Set down the full listing that follows, word for word.
----------
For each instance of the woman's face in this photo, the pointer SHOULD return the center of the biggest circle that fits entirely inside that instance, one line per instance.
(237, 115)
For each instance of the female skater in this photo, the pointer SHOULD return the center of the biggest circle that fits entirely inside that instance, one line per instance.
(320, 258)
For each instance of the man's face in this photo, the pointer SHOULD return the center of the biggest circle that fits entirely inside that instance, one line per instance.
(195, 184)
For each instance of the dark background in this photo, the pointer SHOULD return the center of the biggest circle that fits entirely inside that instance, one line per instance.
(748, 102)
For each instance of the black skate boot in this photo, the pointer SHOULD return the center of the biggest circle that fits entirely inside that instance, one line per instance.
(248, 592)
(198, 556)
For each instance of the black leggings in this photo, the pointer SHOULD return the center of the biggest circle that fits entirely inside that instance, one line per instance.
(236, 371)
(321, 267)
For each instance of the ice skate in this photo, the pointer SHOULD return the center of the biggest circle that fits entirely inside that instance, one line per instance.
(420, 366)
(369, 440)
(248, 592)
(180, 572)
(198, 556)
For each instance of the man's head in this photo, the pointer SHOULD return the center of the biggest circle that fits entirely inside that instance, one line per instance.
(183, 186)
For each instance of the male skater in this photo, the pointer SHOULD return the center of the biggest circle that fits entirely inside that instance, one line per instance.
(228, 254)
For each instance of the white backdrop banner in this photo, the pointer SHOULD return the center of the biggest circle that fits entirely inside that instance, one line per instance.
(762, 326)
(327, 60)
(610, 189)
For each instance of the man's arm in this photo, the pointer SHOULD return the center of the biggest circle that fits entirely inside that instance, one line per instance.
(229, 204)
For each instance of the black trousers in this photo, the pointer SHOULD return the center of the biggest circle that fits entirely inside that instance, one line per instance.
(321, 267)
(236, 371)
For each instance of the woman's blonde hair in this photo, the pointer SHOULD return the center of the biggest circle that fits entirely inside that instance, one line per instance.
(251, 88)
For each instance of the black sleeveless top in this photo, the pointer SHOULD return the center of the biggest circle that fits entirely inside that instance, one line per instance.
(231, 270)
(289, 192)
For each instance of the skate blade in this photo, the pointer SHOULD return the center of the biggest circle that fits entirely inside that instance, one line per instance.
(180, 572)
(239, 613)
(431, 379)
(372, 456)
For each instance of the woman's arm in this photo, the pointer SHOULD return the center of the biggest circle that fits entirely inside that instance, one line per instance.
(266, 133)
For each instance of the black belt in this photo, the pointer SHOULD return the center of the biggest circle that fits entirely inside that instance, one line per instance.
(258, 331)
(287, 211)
----------
*RESULT OF THIS TASK*.
For each instance of the woman's face in this photo, the pointer SHOULD return the center of the biggest circle that fits entirely inside that instance, one line per instance.
(237, 115)
For each instance of the female skater in this photo, the pointer SHOULD return the center of the biggest circle that fits entirely inside that instance, one line per instance.
(320, 258)
For each instance of the man's face in this photo, the pointer SHOULD return the center of the biggest circle that fits entirely inside that instance, one line per instance.
(195, 184)
For each instance of the dark background in this photo, the pointer SHOULD return the center of the biggest circle that fits entirely inside that instance, one line per instance.
(748, 102)
For each instance of the black skate boot in this photo, the pointer SHOULD return the center of the biggest circle that fits entirely inside that instance, one line per instance.
(248, 592)
(198, 556)
For each instance of the black leggings in this photo, the pointer SHOULD return the center of the biggest circle that fits entirely inside that instance, one line per instance.
(236, 371)
(321, 267)
For each instance of the ice skate in this photo, the pointer SHOULD return the center of the biggest circle that fits entirely inside that instance, one line per instance.
(420, 366)
(369, 440)
(248, 592)
(180, 572)
(198, 556)
For each instance of the man's head in this photo, the pointer SHOULD return the center of the biggest circle that fits entirely inside that instance, one line per instance.
(183, 186)
For each instance of the male skater in this photo, the pointer SHOULD return the center of the biggest circle that fits entirely inside that instance, one line per instance.
(228, 254)
For each instance of the white backdrop banner in this photo, the pointer SHOULD return the center of the biggest circle that fits entirely inside that instance, one line per instance.
(762, 326)
(327, 60)
(610, 189)
For each instance of the man's arm in this photo, the pointer SHOULD return the center of the biggest circle that fits entirely inside that instance, one line per instance.
(229, 204)
For each instance of the black trousers in this photo, the pointer SHOULD return the center of the biggest circle that fits entirely inside that instance, one line per instance.
(321, 267)
(236, 371)
For each instance of the woman's blonde hair in this photo, the pointer SHOULD return the center of the biggest circle that fits entirely inside that instance, one line per instance.
(251, 88)
For each instance of the black sleeveless top in this photo, the pointer SHOULD return the center of the biggest circle that fits entirely inside that instance, one line per instance.
(231, 270)
(289, 192)
For each instance of the skate blade in this photo, the pointer SHOULD return the center of the biggest circle that fits entirely inside that instance, one line per instance.
(180, 572)
(239, 613)
(431, 379)
(372, 456)
For each instance of the woman's arm in this photo, the pointer SHOULD return the center of the biggest circle that fits entirely inside that instance, one line per instance.
(266, 133)
For each instance of the black belt in this photo, the pointer SHOULD return the center of the biggest circle that fits entirely inside that instance, one line per instance.
(258, 331)
(287, 211)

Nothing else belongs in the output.